[Source document]

Rahm Emmanuel in, Sheldon Adelson Out (Of Money)

All those folks who thought they had elected the Dalai Lama to be President are slowly starting to realize they actually elected a man whose driving ambition from age 25 to 40 was to become Mayor of Chicago because that job gives you what Obama has always wanted: power. By my count, the word “power” or its variants appears 82 times in Dreams From My Father.

Obama has appointed as his chief of staff Congressman Rahm Israel Emanuel, fixer-fundraiser-bruiser extraordinaire who started out with the Daley Machine.

Poor Philip Weiss, who had convinced himself from all the time Obama spent hanging out with Palestinians before he became famous, that Obama’s election meant a fair shake for the Palestinians, is distraught. (As if Obama ever cared about Palestinians …) Emanuel spent the 1991 Gulf War volunteering at an Israeli military base.

[/Source document]
[Available data]

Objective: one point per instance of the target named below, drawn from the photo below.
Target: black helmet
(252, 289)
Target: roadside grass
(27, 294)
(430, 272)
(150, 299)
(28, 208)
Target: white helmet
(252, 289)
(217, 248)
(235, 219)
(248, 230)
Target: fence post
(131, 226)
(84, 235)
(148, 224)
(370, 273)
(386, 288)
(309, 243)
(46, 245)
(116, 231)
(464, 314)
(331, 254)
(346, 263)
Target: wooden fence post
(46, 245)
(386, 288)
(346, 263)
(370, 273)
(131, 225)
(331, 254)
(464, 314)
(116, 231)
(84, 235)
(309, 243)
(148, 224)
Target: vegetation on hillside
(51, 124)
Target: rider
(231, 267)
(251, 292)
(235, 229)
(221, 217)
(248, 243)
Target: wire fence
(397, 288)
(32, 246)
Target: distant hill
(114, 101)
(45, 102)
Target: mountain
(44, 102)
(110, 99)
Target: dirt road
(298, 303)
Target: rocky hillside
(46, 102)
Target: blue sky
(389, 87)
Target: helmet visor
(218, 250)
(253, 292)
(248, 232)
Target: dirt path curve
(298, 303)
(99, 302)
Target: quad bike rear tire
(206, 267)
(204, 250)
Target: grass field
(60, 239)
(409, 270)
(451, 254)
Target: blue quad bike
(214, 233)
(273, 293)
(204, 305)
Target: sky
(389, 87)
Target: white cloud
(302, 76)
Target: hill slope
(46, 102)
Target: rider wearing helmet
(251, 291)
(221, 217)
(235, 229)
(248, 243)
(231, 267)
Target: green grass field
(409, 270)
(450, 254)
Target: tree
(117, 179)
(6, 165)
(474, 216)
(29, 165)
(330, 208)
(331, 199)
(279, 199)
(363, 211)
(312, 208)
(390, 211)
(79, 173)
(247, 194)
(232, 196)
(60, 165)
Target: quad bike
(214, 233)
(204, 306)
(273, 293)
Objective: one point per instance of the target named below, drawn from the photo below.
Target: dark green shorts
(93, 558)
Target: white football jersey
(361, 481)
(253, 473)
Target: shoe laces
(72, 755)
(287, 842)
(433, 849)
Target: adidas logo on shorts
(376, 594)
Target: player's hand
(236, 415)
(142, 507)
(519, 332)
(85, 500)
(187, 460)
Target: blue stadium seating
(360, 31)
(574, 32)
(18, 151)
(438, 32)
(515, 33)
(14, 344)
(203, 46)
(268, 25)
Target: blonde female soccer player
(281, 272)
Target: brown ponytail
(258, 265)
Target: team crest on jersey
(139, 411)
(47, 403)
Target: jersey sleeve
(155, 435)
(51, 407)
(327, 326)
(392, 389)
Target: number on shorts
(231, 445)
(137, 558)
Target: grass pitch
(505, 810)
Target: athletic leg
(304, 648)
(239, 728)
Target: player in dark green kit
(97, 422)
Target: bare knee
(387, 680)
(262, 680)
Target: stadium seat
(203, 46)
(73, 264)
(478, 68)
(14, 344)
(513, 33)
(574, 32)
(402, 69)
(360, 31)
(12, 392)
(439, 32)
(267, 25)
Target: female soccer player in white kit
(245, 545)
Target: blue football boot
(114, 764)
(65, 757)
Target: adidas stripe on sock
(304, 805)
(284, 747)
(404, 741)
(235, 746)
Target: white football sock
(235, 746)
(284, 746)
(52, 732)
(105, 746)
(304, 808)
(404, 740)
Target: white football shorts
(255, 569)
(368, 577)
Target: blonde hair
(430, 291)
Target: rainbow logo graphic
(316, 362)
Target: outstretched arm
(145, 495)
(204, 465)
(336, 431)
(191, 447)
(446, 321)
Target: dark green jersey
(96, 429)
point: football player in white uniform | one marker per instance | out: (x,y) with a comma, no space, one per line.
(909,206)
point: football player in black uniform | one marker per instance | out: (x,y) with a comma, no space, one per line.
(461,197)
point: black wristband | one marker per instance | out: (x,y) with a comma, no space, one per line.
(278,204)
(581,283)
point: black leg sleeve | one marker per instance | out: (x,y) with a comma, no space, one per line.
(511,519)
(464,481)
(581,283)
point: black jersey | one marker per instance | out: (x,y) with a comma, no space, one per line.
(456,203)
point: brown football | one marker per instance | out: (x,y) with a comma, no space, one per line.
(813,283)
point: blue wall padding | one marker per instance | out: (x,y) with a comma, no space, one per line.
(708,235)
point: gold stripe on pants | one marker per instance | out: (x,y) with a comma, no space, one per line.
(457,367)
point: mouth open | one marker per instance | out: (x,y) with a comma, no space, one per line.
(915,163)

[/Available data]
[Available data]

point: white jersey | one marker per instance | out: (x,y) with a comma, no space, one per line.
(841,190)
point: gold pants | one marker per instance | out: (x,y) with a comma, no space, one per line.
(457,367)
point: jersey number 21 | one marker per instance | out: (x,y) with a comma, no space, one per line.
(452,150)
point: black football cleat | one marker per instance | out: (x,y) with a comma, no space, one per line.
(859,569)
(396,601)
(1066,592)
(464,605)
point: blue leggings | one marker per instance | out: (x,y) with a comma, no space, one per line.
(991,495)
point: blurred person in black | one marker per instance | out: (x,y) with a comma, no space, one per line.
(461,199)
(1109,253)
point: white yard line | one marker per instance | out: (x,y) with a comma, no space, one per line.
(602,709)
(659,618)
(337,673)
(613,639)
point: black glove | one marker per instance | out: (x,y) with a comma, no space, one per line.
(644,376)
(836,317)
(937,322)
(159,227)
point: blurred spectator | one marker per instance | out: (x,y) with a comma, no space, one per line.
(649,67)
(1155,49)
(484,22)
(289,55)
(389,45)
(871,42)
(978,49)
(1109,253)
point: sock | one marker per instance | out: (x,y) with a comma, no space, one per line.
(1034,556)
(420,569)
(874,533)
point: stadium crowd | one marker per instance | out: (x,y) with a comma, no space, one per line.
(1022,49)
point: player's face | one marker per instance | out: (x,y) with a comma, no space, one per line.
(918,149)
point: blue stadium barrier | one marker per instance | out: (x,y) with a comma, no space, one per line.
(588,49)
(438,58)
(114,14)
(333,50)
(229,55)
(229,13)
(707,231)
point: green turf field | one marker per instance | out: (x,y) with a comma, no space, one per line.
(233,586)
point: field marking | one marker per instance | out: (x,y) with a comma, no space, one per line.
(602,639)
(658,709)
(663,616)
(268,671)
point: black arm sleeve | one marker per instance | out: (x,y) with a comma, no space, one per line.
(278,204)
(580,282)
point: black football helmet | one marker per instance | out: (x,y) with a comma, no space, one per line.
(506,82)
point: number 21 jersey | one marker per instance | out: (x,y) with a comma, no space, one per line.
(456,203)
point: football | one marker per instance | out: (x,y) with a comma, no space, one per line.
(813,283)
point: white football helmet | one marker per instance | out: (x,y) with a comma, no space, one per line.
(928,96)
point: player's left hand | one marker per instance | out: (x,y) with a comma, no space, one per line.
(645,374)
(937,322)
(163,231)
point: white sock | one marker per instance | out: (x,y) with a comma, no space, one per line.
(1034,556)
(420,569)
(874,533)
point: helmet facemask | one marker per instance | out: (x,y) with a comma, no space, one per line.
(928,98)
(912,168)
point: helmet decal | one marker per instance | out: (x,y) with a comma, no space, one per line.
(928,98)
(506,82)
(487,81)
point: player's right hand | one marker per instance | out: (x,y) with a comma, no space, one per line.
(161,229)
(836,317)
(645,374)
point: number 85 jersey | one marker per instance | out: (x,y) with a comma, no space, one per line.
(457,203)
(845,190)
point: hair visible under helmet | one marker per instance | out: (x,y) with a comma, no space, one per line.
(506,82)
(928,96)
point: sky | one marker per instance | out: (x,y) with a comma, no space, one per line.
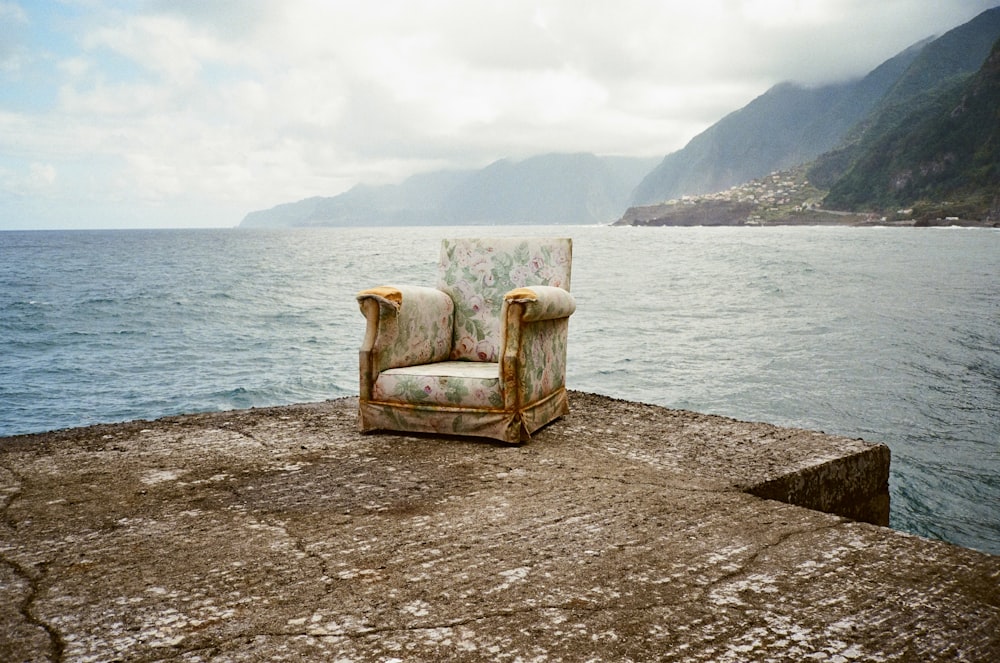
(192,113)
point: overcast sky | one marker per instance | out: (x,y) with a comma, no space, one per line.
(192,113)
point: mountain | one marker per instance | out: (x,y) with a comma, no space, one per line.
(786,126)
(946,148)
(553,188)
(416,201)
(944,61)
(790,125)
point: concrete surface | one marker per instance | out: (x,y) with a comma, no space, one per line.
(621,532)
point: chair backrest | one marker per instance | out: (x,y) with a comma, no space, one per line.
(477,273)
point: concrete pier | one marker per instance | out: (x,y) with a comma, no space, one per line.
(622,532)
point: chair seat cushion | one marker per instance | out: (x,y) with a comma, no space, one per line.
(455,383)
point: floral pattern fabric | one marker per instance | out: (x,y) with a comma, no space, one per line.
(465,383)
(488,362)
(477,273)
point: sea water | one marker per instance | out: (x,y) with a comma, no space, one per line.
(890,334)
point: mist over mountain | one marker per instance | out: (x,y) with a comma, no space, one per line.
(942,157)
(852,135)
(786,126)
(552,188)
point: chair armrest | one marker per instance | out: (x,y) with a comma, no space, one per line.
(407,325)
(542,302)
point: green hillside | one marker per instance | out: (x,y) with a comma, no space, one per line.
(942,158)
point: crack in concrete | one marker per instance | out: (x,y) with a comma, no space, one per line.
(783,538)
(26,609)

[/Available data]

◆ Problem 1 ◆
Please write out the part of the chief-of-staff passage between "All those folks" and "the Daley Machine.", inclusive.
◆ Problem 2 ◆
The chief-of-staff passage describes Emanuel with a hyphenated string of roles. List each role in it.
◆ Problem 3 ◆
According to the count in the chief-of-staff passage, how many times does the word "power" or one of its variants appear in Dreams From My Father?

◆ Result 1 ◆
All those folks who thought they had elected the Dalai Lama to be President are slowly starting to realize they actually elected a man whose driving ambition from age 25 to 40 was to become Mayor of Chicago because that job gives you what Obama has always wanted: power. By my count, the word “power” or its variants appears 82 times in Dreams From My Father.

Obama has appointed as his chief of staff Congressman Rahm Israel Emanuel, fixer-fundraiser-bruiser extraordinaire who started out with the Daley Machine.

◆ Result 2 ◆
fixer, fundraiser, bruiser

◆ Result 3 ◆
82 times